SET TASK » How many lines in the records below contain the word "roof"? Case counts, and the answer should be the number alone.
►
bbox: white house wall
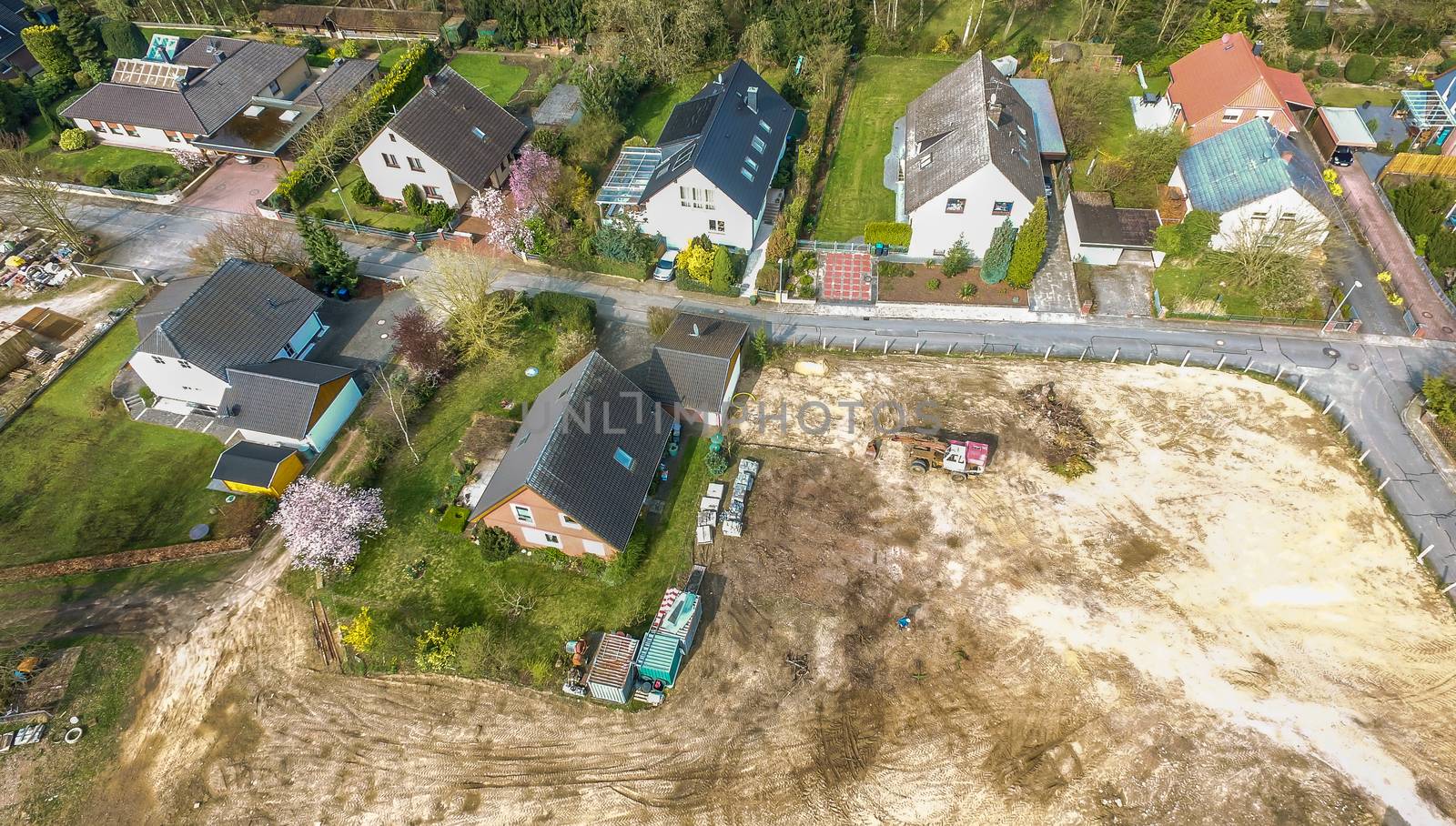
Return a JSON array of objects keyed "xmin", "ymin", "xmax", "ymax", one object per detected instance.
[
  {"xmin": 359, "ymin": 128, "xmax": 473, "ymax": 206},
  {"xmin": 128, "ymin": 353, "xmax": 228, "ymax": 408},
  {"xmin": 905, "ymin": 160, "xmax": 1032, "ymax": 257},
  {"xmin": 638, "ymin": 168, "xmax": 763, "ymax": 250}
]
◄
►
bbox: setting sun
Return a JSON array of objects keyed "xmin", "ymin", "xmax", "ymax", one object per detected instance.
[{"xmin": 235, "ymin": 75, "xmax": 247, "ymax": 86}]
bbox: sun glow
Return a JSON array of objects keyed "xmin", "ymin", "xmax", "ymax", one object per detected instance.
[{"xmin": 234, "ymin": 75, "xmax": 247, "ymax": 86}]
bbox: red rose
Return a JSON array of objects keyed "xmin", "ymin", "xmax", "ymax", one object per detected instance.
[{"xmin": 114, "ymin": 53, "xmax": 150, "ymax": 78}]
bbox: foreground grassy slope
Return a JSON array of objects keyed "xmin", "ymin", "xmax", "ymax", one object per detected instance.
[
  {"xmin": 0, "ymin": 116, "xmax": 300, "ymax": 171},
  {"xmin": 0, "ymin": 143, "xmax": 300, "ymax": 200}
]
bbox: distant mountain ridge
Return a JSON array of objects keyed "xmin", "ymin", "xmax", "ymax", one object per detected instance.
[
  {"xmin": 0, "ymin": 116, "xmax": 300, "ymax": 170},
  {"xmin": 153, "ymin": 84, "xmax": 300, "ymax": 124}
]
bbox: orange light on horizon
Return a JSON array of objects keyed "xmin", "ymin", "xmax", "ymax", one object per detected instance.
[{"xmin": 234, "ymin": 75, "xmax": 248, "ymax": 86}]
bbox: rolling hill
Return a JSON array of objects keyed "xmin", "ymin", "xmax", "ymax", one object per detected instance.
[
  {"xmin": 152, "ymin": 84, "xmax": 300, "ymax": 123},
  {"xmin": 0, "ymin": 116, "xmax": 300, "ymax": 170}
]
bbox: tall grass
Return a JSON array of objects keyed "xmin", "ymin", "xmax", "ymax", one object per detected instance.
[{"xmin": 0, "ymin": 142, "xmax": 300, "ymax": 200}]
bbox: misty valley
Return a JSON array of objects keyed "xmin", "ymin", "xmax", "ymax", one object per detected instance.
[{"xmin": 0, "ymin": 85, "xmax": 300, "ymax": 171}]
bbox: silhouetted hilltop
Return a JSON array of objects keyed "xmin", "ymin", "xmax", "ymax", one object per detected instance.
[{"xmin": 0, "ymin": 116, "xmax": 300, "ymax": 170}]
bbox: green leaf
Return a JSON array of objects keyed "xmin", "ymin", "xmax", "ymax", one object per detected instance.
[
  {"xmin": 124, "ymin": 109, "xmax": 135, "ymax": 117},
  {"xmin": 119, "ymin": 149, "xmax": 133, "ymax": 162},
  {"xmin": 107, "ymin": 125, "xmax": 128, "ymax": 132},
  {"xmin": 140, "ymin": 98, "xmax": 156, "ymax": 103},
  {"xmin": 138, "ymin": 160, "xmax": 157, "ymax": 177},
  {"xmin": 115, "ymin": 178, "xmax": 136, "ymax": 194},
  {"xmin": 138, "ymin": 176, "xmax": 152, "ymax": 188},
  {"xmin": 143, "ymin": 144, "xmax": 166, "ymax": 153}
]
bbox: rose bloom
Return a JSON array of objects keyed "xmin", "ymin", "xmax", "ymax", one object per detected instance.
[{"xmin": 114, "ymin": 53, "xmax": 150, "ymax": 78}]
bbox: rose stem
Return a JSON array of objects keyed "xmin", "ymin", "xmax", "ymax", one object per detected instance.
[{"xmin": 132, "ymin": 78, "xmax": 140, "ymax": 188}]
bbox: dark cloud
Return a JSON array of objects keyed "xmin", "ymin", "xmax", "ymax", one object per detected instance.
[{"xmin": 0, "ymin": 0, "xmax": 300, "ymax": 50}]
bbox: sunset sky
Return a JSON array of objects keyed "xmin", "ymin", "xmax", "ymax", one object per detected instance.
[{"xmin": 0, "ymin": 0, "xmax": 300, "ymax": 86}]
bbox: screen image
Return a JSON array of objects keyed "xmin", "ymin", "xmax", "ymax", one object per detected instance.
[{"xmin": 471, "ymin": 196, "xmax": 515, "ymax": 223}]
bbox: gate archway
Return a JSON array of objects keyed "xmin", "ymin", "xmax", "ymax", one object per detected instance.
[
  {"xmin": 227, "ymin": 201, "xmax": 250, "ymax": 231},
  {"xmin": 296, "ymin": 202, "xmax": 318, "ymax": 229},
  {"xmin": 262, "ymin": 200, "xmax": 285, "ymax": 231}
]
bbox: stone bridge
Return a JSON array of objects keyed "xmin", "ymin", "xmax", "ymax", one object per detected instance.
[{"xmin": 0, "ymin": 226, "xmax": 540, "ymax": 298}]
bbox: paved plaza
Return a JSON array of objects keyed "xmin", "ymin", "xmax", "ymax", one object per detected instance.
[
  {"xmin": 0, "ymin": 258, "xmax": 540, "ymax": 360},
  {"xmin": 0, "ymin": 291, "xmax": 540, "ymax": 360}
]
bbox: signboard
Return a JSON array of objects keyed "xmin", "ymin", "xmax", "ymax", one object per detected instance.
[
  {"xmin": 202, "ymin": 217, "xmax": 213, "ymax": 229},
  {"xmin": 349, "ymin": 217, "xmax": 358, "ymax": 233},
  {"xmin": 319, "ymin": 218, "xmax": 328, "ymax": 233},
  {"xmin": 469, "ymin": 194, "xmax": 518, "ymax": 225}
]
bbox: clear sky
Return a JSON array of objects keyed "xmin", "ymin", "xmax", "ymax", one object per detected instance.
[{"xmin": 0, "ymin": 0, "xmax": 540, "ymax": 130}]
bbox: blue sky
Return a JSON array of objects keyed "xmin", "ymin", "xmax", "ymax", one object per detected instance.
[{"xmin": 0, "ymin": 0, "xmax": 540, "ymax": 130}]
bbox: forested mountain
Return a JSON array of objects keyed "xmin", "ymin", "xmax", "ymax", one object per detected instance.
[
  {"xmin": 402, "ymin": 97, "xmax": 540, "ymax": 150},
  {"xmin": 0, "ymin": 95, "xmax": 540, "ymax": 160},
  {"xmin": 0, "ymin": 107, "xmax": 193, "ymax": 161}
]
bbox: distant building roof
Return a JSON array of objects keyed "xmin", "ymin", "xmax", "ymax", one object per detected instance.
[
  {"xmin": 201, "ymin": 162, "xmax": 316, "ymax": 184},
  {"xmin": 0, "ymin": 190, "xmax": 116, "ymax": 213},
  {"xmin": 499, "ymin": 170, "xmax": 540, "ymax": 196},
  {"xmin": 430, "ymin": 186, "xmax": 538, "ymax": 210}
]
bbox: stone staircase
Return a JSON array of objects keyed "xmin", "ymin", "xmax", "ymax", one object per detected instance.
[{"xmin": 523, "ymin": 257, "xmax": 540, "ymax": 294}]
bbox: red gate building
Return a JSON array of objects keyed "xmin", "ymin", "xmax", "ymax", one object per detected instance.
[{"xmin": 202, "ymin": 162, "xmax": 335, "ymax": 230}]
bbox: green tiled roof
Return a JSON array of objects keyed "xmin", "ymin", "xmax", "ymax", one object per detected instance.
◄
RESULT BELOW » 2